* _Work instructions_
Pick out every line of the records below that contains the word "blouse", and copy each one in full. Case counts, so match only lines where the word appears with the same capitalization.

(Dataset excerpt)

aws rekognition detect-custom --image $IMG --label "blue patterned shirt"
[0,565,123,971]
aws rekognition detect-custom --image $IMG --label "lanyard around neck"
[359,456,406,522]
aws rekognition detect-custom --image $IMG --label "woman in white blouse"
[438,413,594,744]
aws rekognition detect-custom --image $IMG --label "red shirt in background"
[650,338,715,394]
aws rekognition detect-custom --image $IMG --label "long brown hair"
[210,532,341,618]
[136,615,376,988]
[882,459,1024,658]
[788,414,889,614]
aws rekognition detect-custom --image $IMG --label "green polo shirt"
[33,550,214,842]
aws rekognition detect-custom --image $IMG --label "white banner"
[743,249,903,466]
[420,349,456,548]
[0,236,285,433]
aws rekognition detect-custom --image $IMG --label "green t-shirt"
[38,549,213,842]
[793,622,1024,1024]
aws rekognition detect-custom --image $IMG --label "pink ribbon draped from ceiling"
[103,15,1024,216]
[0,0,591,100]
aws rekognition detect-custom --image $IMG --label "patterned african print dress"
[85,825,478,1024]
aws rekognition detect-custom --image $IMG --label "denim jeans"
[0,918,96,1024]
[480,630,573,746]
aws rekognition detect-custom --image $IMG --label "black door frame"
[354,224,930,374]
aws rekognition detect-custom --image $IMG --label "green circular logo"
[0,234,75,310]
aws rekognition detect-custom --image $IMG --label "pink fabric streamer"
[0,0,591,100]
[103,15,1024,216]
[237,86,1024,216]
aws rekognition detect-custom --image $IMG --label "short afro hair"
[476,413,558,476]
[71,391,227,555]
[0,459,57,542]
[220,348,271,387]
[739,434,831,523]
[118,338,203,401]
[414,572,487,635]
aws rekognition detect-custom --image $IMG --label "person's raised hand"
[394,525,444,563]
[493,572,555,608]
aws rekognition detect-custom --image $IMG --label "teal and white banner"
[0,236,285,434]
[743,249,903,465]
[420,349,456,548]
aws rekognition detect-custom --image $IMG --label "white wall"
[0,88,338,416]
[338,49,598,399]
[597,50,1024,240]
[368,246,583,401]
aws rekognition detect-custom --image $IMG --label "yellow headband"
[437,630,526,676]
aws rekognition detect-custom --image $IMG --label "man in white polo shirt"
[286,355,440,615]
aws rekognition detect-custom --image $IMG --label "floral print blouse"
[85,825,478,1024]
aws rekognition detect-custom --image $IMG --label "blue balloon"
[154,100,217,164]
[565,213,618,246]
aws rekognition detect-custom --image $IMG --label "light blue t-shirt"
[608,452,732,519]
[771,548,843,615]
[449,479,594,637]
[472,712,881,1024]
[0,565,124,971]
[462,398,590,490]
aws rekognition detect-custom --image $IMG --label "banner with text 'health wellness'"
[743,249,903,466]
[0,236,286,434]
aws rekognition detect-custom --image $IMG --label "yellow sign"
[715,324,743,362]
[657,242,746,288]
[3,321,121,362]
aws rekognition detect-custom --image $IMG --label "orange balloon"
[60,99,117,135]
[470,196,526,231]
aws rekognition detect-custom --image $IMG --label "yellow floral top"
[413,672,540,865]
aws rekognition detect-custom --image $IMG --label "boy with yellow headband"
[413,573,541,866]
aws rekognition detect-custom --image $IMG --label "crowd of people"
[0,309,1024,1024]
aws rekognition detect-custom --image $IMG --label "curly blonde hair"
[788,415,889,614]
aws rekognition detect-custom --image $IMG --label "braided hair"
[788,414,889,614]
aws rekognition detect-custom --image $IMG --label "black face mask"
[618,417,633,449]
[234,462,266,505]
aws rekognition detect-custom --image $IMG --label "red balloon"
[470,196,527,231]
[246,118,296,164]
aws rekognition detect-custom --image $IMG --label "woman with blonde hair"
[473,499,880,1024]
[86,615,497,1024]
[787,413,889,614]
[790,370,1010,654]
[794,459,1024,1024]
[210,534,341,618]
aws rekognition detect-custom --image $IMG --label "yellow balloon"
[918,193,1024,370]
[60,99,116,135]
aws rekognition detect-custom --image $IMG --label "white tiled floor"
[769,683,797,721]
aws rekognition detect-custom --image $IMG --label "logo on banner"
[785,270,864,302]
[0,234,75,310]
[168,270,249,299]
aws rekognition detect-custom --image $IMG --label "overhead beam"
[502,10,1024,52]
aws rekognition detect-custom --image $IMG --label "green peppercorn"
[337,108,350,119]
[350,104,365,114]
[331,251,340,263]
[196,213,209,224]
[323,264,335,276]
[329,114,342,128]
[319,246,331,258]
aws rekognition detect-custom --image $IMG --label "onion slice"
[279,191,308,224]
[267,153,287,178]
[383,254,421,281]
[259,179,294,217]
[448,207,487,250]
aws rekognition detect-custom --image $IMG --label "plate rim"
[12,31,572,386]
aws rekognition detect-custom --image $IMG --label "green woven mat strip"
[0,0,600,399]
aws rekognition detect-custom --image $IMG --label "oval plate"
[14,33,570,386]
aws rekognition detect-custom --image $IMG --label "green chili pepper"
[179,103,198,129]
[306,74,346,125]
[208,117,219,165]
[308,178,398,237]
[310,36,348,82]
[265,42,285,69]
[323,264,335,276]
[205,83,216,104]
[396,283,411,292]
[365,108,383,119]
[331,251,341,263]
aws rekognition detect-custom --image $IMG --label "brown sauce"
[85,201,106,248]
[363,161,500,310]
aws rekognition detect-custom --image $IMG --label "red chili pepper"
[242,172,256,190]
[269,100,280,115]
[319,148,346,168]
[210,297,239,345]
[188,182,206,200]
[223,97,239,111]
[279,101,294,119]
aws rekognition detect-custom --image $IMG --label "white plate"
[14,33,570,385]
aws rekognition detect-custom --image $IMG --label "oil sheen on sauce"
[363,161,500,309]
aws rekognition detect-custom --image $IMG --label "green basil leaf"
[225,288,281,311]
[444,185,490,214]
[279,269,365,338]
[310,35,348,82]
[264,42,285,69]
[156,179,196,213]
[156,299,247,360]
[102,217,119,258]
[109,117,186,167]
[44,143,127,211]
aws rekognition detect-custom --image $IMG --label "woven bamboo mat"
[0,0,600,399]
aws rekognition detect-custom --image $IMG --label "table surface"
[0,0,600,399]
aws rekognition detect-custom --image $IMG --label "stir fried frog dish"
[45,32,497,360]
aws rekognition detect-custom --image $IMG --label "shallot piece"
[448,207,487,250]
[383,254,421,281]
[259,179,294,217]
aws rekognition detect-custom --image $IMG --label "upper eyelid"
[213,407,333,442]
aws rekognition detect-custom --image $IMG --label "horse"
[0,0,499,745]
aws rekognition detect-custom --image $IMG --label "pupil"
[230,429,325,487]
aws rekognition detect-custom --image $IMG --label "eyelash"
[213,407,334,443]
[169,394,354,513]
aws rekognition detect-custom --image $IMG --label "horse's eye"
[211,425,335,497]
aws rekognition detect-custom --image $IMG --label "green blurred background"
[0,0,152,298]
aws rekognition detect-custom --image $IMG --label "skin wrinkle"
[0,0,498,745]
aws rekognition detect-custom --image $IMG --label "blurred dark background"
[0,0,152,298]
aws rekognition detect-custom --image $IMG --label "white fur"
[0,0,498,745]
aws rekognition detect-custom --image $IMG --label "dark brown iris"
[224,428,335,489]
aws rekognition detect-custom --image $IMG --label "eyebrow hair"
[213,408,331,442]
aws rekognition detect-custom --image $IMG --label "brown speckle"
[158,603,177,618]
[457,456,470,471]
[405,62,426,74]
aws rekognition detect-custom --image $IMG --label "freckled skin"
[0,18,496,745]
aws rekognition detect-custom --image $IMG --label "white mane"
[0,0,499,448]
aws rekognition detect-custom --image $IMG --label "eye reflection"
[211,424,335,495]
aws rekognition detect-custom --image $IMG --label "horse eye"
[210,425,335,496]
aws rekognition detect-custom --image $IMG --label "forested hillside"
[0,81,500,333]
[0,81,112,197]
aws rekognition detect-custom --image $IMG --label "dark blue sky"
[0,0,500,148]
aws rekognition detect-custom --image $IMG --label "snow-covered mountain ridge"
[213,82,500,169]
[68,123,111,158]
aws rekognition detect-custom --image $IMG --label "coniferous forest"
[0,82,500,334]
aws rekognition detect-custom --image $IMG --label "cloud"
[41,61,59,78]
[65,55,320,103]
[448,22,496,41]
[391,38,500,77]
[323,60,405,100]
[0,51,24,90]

* _Reply to the task_
aws rekognition detect-custom --image $IMG --label "woman in white blouse"
aws rekognition detect-custom --image $IMG --label "floral print blouse"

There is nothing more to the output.